> [Problem requirements] Copy every line of the records below word for word, leaving out the pictures.

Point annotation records
--------------------------------

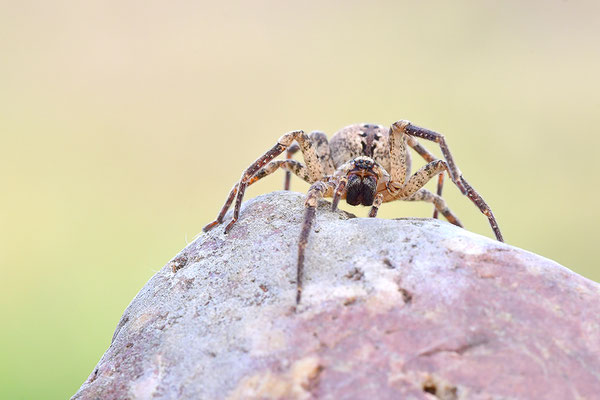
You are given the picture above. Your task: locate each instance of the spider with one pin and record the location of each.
(362, 163)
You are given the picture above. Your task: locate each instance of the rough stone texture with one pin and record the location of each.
(392, 309)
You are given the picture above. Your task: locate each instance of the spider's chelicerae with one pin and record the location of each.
(362, 163)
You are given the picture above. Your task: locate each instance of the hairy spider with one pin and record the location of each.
(362, 163)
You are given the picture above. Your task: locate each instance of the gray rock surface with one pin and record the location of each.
(391, 309)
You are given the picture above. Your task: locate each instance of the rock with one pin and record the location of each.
(391, 309)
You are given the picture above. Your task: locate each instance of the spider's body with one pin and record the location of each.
(364, 164)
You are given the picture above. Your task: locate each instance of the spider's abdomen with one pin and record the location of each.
(361, 140)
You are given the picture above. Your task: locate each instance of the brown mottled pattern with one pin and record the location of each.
(323, 150)
(350, 142)
(331, 162)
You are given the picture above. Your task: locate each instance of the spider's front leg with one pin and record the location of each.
(316, 192)
(409, 129)
(315, 171)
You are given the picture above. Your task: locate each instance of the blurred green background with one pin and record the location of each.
(123, 124)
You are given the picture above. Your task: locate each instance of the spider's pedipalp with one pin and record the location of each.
(376, 204)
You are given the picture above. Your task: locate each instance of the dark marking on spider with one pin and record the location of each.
(364, 164)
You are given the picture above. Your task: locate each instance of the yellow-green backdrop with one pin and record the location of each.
(123, 124)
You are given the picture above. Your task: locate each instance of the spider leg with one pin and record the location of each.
(288, 155)
(319, 140)
(289, 165)
(455, 174)
(315, 169)
(423, 152)
(315, 193)
(376, 204)
(438, 202)
(420, 178)
(321, 145)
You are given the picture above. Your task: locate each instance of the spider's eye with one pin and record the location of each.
(361, 190)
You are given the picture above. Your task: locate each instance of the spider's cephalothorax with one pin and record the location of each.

--------------------------------

> [Answer to this exercise]
You are given the picture above. Your task: locate each instance of the spider with one pin and record the location of each.
(362, 163)
You are given the picture above. Your task: locate each instance of the rough stone texture with one pin and record the location of each.
(392, 309)
You are given the picture above. Your task: locate each instance of the spider's chelicerae with one pin and record the location of each.
(362, 163)
You are given the picture above. Your task: locate each instance of the hairy spider with one pin and record the location of each.
(362, 163)
You are given the picture above. Your task: locate each instance of the gray rock surface with one pin and record the location of each.
(391, 309)
You are given the picture above. Your task: locate each instance of the rock with one pin and record the location of each.
(391, 309)
You are given the picture above. Your task: locate each instance of the spider's body with one pin and record the location of each.
(364, 164)
You are given the picture above. Your task: locate each instance of the spider's abdomen with one pin and record the location of each.
(361, 140)
You are given the picture above. Your task: locate each instance of the brown mottled pattern with one pin and record the location of each.
(323, 150)
(350, 142)
(331, 162)
You are given the picture above. Your task: locate each instance of the spider's front leg with one pin and record the location of each.
(316, 192)
(409, 129)
(315, 171)
You are given the picture above. Your task: locate each instance of the blurred green background with one pin and record the location of each.
(123, 124)
You are given the picture above. Your task: locate each instance of the spider's pedipalp with one pin and record the location of each.
(376, 204)
You are given the picture above. Your task: locate each instance of the dark marking on spider with one pin and record the location of each.
(364, 164)
You are given the picture above. Your task: locate each instance of the yellow-green backdrop with one pin and record the location of each.
(123, 124)
You are given the picture above. Your task: locate each instance of the spider leg with one pin and record the location of each.
(288, 155)
(319, 140)
(289, 165)
(455, 174)
(315, 169)
(423, 152)
(315, 193)
(376, 204)
(438, 202)
(420, 178)
(321, 145)
You are given the picture above. Your task: locate each instance of the spider's eye with one pin and record the location of each.
(361, 190)
You are given the picture above. Your task: locate each instance of the spider's cephalothorax with one pin and record the location of each.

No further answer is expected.